Supplied passage |
We at tuja wellness like to talk about all aspects of health. We want you to be healthy, the environment to be healthy and your loved ones to be healthy. Yet we’ve only scratched surface on sexual health.
Perhaps this is because we feel that we have to italicize or air quote the word. We “know” a lot about sex, but who are our sources?
Jessica O’Reilly, sexologist, knows that in the age of “too much information” there’s a lot of misinformation. This former high school teacher has taken hundreds of steps beyond sex ed and has a platform to not only make sex enjoyable, but also healthy and informed.
Wipe that blush off your face. Let’s talk sex:
How did you make the change from teacher to sexologist?
I saw the cost of a sex education system that leaves gaps for the students to fill in and that isn’t as relevant as students require it to be. I saw the direct consequences of that: students not knowing where to go for birth control/contraception and not knowing what to do when they contracted an STI. Most importantly, they didn’t know how to engage in and negotiate healthy relationships. So I decided to go back to school and do research in the area of teacher training. I stumbled into the field of sexology. I didn’t even know sexology was a word!
What does a day in the life of a sexologist look like?
Every day is so different! I have a show for Playboy TV so I can be out in LA working on set. I could be at home all alone writing away. I could be out doing book signings. The bulk of my job involves speaking engagements. Every week and every day is so different!

What the exercise asks |
Answer these questions from the interview with sexologist Jessica O'Reilly:
(a) What job did she hold before becoming a sexologist?
(b) In what area did she go back to school to do research?
(c) What does the bulk of her job involve?

Stored data |
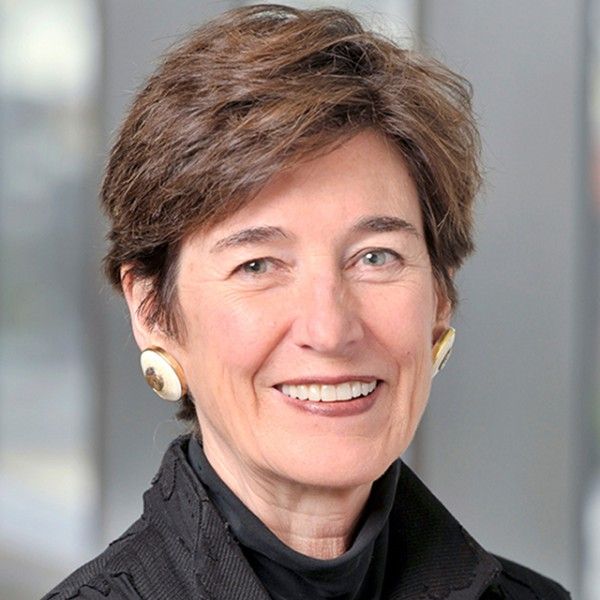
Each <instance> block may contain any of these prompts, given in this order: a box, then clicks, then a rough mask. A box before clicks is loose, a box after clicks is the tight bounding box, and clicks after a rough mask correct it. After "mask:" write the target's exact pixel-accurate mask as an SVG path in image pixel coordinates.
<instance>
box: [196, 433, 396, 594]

Final answer |
(a) High school teacher
(b) Teacher training
(c) Speaking engagements